Dataset Start Marker

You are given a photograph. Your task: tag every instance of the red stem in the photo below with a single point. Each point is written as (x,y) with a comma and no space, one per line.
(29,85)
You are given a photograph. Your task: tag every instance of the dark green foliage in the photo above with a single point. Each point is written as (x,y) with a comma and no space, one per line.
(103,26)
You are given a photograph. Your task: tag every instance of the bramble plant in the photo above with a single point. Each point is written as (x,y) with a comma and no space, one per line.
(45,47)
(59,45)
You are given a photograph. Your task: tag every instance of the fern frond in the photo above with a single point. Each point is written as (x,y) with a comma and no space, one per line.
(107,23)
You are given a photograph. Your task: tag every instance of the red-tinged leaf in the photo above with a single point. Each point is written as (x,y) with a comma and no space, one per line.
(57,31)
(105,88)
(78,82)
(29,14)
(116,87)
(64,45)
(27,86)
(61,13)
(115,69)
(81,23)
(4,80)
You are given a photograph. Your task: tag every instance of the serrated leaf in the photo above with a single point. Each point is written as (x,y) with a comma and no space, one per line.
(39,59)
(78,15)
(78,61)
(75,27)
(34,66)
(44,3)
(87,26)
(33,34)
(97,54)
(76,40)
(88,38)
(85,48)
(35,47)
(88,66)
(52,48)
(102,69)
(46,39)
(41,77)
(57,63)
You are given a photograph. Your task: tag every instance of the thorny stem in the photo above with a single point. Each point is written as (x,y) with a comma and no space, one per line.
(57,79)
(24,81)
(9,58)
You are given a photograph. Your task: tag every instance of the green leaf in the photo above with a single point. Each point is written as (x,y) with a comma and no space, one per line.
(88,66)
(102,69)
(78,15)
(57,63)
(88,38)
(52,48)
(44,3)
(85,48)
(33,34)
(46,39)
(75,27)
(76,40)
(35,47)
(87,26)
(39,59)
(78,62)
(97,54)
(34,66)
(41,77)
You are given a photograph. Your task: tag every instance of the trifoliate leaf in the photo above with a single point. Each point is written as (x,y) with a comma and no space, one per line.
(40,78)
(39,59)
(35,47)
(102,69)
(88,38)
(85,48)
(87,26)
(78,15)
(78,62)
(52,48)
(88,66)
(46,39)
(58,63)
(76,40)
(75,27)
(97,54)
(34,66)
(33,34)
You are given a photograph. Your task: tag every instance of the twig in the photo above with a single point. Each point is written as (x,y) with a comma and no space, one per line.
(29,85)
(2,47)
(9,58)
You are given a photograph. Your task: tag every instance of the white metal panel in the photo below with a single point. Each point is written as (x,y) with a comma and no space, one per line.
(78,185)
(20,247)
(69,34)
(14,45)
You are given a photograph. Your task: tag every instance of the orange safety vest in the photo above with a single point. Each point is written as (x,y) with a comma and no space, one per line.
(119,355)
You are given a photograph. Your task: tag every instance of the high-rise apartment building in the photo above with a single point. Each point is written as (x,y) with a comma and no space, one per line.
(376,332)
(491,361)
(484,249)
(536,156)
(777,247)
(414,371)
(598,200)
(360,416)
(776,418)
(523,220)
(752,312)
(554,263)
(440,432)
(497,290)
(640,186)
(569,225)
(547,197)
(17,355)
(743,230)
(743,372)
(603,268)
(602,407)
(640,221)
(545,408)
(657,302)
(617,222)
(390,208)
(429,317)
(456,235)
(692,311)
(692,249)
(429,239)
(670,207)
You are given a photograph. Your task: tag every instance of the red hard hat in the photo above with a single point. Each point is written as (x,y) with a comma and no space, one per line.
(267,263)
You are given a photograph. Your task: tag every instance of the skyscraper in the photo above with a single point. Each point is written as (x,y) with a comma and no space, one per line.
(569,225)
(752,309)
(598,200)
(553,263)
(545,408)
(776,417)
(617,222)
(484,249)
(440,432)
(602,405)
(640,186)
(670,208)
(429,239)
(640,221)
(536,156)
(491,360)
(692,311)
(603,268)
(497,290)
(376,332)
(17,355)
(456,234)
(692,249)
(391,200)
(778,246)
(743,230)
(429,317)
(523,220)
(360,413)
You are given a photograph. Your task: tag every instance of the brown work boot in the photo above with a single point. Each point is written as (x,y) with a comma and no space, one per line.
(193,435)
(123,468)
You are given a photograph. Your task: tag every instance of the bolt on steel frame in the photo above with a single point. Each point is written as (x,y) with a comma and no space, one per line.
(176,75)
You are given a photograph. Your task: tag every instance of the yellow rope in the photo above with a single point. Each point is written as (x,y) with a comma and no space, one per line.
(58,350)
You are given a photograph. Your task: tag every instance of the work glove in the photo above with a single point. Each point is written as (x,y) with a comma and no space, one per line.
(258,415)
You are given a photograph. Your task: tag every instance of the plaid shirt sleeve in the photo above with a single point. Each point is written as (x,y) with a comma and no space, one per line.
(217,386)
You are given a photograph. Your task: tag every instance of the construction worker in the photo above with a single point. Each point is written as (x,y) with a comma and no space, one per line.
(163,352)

Dataset End Marker

Would you reproduce the full listing without changing a single word?

You are given a photograph. Your task: tag every instance of the red stem in the photo below with a single point. Each point is written as (x,y) with a comma and no space, one per line.
(29,85)
You are given a photograph. Your task: tag every instance of the dark green foliage in the photo above with a single point. Each point is written as (x,y) with a comma and no space, one per line.
(103,26)
You are given a photograph. Your task: tag every instance of the bramble plant in the photo above with a single point. Each point is written as (x,y) with a comma and no space, one per line.
(45,47)
(59,45)
You are given a photograph. Your task: tag every instance of the fern frond in the photo above with a single point. Each point is written as (x,y) with a comma and no space, one per line.
(107,23)
You are given a photograph. Your task: tag every instance of the red-tinged leaf in the photo above with a single point. Each point is written as (x,y) with a comma and no space, one per line.
(57,31)
(105,88)
(78,82)
(29,14)
(116,87)
(64,45)
(27,86)
(61,13)
(115,69)
(81,23)
(4,80)
You are given a photograph. Your task: tag every instance of the serrated leaf in the photo above with a single point. Each point is written as (x,y) with a comma and no space, one per line.
(39,59)
(78,15)
(78,61)
(75,27)
(34,66)
(44,3)
(87,26)
(33,34)
(97,54)
(76,40)
(88,38)
(85,48)
(35,47)
(88,66)
(52,48)
(102,69)
(46,39)
(41,77)
(57,63)
You are given a photograph. Your task: tag every instance of the thorny stem in the photo above with a single point. Each point is written as (x,y) with a comma and no space, one per line.
(57,79)
(24,81)
(9,58)
You are given a photograph. Your task: tag every instance of the green leaf in the photo above with a single point. Each point is written as (x,y) with a comma and no space, one per line.
(88,66)
(102,69)
(78,15)
(57,63)
(88,38)
(52,48)
(44,3)
(85,48)
(33,34)
(46,39)
(75,27)
(76,40)
(35,47)
(87,26)
(39,59)
(78,62)
(97,54)
(34,66)
(41,77)
You are given a photograph. Your task: tag every instance of the trifoliate leaf in the photo above with a single point. Each point is written as (x,y) with a comma and no space, one per line.
(40,78)
(39,59)
(35,47)
(102,69)
(88,38)
(85,48)
(87,26)
(78,15)
(78,62)
(52,48)
(88,66)
(46,39)
(58,63)
(76,40)
(75,27)
(97,54)
(34,66)
(33,34)
You are given a photograph. Your task: tag every instance of the twig in the photo above with a single point. Each point is written as (x,y) with a comma and no space, one per line.
(29,85)
(2,47)
(9,58)
You are given a photograph. Your task: tag every instance of the white metal panel in the photo below with a single point. Each point is written as (x,y) with a comma and no space, one per line.
(78,185)
(20,247)
(69,34)
(14,45)
You are given a photograph. Your task: tag every instance of the orange safety vest in the photo above with a single point. Each point is written as (x,y) with a comma and no space, one per line.
(119,355)
You are given a photograph. Your task: tag every instance of the high-rise apartment building in the photo above with a single point. Each point is written as (x,y) with a comma and no space, one per line.
(376,332)
(491,361)
(484,249)
(536,156)
(777,247)
(414,371)
(598,200)
(360,416)
(776,418)
(523,220)
(752,312)
(554,263)
(440,432)
(497,290)
(640,186)
(569,225)
(547,197)
(17,355)
(743,230)
(743,372)
(603,268)
(602,407)
(640,221)
(545,408)
(657,302)
(617,222)
(390,208)
(429,317)
(456,235)
(692,311)
(692,249)
(429,239)
(670,207)
You are given a photograph. Your task: tag every instance of the red hard hat in the photo above with a single point. Each point is written as (x,y) with a comma and no space, one per line.
(267,263)
You are given a photograph. Your task: tag every instance of the skyscraper in the photo above with a single point. Each point is written as (x,y) with a comma and no space, one per line.
(569,225)
(752,309)
(598,200)
(553,263)
(545,408)
(776,417)
(617,222)
(484,249)
(440,432)
(602,405)
(640,186)
(670,208)
(429,239)
(640,221)
(536,156)
(491,360)
(692,311)
(603,268)
(497,290)
(376,332)
(17,355)
(456,234)
(692,249)
(391,200)
(778,246)
(743,230)
(429,317)
(523,220)
(360,413)
You are given a photograph. Your task: tag every instance of the brown work boot in the photo above with a single point. Each point is written as (x,y) with a comma and no space, one per line.
(193,435)
(123,468)
You are given a photograph. Your task: tag every instance of the bolt on steel frame in the photo above with a single point. Each point is written as (x,y) with a comma and no space, one per line.
(176,75)
You are given a photograph. Your task: tag every instance of the yellow rope in the photo above with a single point. Each point is written as (x,y) with a comma and no space, one per line.
(58,350)
You are given a photograph. Your task: tag every instance of the work glove in the photo above with a single point. Each point is written as (x,y) with a comma and no space, one per line.
(258,415)
You are given a photograph. Your task: tag every instance of the plaid shirt sleeve in the photo above with a single point. Each point is written as (x,y) with a comma and no space, one per line.
(217,386)
You are given a photograph. Your task: tag every instance of the construction worker in the photo above with a single point. Each point is written as (x,y) with a comma and no space, one per line.
(163,352)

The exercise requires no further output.